Excerpts from annotation records:
►

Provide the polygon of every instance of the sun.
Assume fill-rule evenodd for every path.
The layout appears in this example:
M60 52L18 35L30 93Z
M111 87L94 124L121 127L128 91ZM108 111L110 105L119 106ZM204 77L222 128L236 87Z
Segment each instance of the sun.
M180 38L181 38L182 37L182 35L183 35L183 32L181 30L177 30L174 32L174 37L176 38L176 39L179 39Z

◄

# Exercise description
Which lines in the records contain the word "every"? List each of them in full.

# Written answer
Provide the polygon of every instance of the sun.
Assume fill-rule evenodd for every path.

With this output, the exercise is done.